*GIVEN PASSAGE*.
Influential church battles back taxes

RELATED: Idora idleness frustrates residents

By Christine Keeling


Mount Calvary Pentecostal Church passes its Sunday collection plate to a congregation of 1,500 — including a few top Youngstown city officials — while county and state agencies wait for the thousands of dollars they are owed.

The Youngstown-based church has amassed a public record trail of debt that includes $257,950 in unpaid income tax, $38,000 in delinquent and potentially delinquent property taxes, $11,786 owed to the Ohio Bureau of Workers’ Compensation and loans totaling $2.5 million taken against properties it owns in Youngstown.

In addition, a state auditor found the church’s foray into a charter school, Legacy Academy for Leaders and the Arts, yielded a $598,000 operating loss, and the

Mahoning County prosecutor’s office is working to recover some of the funds.

Still, Mount Calvary leaders are considering building a new church on the former Idora Park property on the city’s South Side.

“It [debt] won’t plague the development plan,” said Jason Whitehead, chief of staff to Mayor Jay Williams and undershepherd of Mount Calvary Pentecostal Church. “Needlessly to say, under the new leadership of Pastor [C. Shawn] Tyson we are looking to retire all debt the church now has and move forward aggressively with building a new edifice.”

*EXERCISE REQUIREMENTS*. Please pick up the article on Mount Calvary Pentecostal Church's back taxes where it stops and continue it. The data that follows is not needed for this.

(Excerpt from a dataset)
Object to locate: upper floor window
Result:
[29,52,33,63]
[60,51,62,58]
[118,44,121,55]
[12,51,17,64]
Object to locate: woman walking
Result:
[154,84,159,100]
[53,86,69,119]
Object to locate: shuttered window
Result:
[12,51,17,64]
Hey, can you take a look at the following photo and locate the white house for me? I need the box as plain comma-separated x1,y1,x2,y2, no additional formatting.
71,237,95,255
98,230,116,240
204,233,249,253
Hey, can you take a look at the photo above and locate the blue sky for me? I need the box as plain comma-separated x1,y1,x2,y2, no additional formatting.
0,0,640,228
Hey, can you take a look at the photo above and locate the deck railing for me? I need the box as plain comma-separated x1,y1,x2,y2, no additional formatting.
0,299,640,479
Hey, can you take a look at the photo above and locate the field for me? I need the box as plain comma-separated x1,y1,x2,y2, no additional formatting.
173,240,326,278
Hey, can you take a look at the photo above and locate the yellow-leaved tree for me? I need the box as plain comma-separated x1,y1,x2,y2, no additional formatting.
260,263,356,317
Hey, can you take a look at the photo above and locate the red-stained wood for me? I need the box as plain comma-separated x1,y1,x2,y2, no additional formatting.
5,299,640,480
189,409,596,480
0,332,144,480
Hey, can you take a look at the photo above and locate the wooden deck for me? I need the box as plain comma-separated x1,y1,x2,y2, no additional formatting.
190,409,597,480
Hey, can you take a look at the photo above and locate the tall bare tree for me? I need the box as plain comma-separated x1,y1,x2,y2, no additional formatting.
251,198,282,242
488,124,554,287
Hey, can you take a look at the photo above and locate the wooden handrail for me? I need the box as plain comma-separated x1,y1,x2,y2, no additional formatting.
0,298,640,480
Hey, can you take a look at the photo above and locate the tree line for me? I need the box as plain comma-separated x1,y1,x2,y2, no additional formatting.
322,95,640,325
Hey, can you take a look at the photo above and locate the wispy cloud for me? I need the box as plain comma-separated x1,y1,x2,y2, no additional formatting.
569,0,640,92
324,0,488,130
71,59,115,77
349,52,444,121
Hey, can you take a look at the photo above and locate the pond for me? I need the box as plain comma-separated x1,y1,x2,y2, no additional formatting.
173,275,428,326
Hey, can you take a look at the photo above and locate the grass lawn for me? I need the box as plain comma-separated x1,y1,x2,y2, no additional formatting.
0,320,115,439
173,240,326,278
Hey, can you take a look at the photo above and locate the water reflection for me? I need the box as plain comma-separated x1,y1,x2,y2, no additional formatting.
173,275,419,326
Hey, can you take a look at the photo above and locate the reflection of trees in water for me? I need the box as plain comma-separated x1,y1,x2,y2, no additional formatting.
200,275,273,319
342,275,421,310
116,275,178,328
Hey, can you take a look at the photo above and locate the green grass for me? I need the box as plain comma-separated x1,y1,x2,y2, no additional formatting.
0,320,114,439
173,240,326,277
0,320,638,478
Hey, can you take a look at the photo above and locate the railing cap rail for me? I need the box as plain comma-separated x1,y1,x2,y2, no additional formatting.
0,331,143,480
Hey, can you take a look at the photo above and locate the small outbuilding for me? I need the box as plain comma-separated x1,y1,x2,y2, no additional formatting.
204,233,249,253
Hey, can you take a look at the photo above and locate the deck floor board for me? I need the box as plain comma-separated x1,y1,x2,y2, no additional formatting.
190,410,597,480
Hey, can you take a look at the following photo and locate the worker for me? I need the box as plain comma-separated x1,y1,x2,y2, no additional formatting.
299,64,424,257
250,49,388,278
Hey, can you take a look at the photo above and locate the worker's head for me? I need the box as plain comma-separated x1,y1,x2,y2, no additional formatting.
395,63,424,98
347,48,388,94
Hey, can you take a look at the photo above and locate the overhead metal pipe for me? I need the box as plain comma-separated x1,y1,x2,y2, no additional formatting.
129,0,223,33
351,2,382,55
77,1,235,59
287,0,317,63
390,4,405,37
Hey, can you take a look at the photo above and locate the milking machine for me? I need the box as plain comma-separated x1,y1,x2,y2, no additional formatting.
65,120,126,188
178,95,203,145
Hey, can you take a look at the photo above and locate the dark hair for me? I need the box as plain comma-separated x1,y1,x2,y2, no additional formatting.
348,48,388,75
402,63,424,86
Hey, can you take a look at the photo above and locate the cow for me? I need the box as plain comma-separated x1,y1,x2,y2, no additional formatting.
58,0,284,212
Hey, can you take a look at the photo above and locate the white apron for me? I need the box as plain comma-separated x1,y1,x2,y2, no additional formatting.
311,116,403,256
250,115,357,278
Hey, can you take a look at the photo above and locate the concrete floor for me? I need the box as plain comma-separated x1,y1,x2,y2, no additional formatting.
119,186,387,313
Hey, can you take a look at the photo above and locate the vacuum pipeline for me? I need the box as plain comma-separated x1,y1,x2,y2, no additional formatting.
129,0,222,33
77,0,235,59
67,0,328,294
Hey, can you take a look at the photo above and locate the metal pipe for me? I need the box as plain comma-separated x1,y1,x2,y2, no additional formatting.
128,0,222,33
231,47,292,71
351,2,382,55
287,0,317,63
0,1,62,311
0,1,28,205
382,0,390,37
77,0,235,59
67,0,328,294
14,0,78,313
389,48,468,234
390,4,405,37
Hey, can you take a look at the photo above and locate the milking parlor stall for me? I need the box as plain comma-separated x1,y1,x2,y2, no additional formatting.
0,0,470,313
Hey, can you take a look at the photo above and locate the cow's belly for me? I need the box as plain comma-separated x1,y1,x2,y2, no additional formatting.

*TASK OUTPUT*.
The church’s former leader, Bishop Norman Wagner, died in January 2010, and Pastor Tyson was installed in October.

Whitehead said the church’s plans are more dependent on how much the church leadership wanted to spend on a new building.

“It’s really the church deciding what they are going to build,” said Whitehead. “Are they going to build a $2 million church, or are they going to build a $5 million church?”

Whitehead said he wasn’t part of the church’s decision-making in the past but began getting involved in its development plans over the last year. Whitehead was a candidate for church pastor after Wagner‘s death.

Mahoning County Courthouse records show 11 tax liens filed against the church in 2010 by the Ohio Department of Taxation totaling more than $37,000 and four 2008 filings for more than $274,000.

Dan Tierney, public information officer for the Ohio attorney general, confirmed by email the church’s outstanding tax liability at $257,950. The state’s attorney general files liens on behalf of the state tax department.

John Kohlstrand, former communication director for the Ohio Department of Taxation, said tax-lien cases proceed after a tax payment goes delinquent or a return is not filed.

“It’s a little less common for a church to be involved in a tax issue, but it’s not unheard of,” said Kohlstrand, who was displaced in January by the Kasich administration.

Not including Legacy Academy, Mount Calvary Pentecostal Church has ties to nonprofit organizations Calvary Publications and Calvary Estates Inc., which received more than $4.2 million in U.S. Department of Housing and Urban Development loans for its senior-living apartments, Calvary Towers, on Market Street in November. The church also founded Mayor Williams’ alma mater, Calvary Christian Academy, which closed in 2001.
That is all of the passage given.